Directions: Continue the Strata Notebook concepts page below, picking up after its last sentence.

Skip to content

Notebook Concepts

Architecture

Strata Notebook is a content-addressed compute graph over Python. Every cell output is an artifact, and every cell execution is a materialize(inputs, transform) → artifact operation.

┌─────────────────────────────────────────────┐
│ Notebook UI (Vue.js + WebSocket)            │
│ (cell editing, run buttons, DAG view)       │
└─────────────────────────────────────────────┘
┌─────────────────────────────────────────────┐
│ Notebook Backend (FastAPI + WebSocket)       │
│ (session mgmt, cascade planner, executor)   │
└─────────────────────────────────────────────┘
┌─────────────────────────────────────────────┐
│ Strata Artifact Store                       │
│ (SQLite metadata + blob storage, provenance │
│  dedup, lineage)                            │
└─────────────────────────────────────────────┘

The notebook is an orchestration layer: it decides what to run next. The cell harness is an executor: it runs Python code. The artifact store decides whether a result already exists and persists it.

Why "every output is an artifact"

The guarantees fall out of two design choices:

  1. Provenance is identity. An artifact's ID is a hash of the cell's source (AST-normalized), its resolved inputs, and the environment fingerprint. Identical computations produce identical IDs, so the cache hit check is "have we computed this exact hash before?", not "do two things look similar?"

Recorded data:
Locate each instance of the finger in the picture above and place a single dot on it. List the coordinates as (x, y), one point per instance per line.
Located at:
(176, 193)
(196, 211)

Result for this exercise:
  2. Artifacts are immutable. Once stored, a version never mutates. A downstream cell reading artifact @v=3 today reads the same bytes it would have read yesterday, even if upstream code has since changed and a new @v=4 exists.

Together: the cache isn't an optimization layer that might be stale, it's the single source of truth for "has this work been done." That's why cache hits are safe to serve in milliseconds, why renaming a cell doesn't invalidate a downstream artifact (the provenance hash depends on semantic source, not whitespace or comments), and why you can fork a loop from iteration 17 without having to re-run iterations 0–16.

Notebook File Format

Each notebook is a directory on disk:

my_notebook/
├── notebook.toml          # Stable config: ID, name, cell list, workers, mounts, env, ai
├── pyproject.toml         # Python dependencies (uv-managed)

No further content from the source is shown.